TASK STATEMENT: Reproduce the lines below with every "pinpoint" swapped for "identify", keeping everything else the same.

GIVEN ENTRIES:
★ ★ ★ ★ ★ ★ ★

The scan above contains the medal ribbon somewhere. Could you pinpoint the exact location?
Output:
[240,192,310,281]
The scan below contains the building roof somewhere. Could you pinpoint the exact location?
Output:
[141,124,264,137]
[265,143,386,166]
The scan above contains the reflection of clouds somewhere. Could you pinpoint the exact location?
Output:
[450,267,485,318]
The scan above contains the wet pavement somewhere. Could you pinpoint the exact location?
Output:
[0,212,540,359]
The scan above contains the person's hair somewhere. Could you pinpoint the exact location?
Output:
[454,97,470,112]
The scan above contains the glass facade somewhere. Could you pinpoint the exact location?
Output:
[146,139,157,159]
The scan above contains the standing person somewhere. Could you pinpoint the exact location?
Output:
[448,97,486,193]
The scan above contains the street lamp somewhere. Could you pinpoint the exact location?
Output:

★ ★ ★ ★ ★ ★ ★

SOLVED PROBLEM:
The scan above contains the medal ribbon somewhere. Could you identify the exact location?
Output:
[240,192,310,281]
The scan below contains the building roof somewhere. Could you identify the exact location?
Output:
[141,124,264,137]
[265,143,386,166]
The scan above contains the reflection of clouds somewhere. Could you identify the exact location?
Output:
[450,267,485,318]
The scan above contains the wet pavement somewhere. Could you identify the exact location?
Output:
[0,212,540,359]
The scan above contains the person's hair somewhere. Could you identify the exact location?
Output:
[454,97,470,112]
The scan above contains the glass facade somewhere. Could you identify the exact location?
Output:
[146,139,157,159]
The scan above contains the standing person somewhere. Could you identify the exact location?
Output:
[448,97,486,193]
The scan above contains the street lamp somewhere. Could you identify the exact location?
Output:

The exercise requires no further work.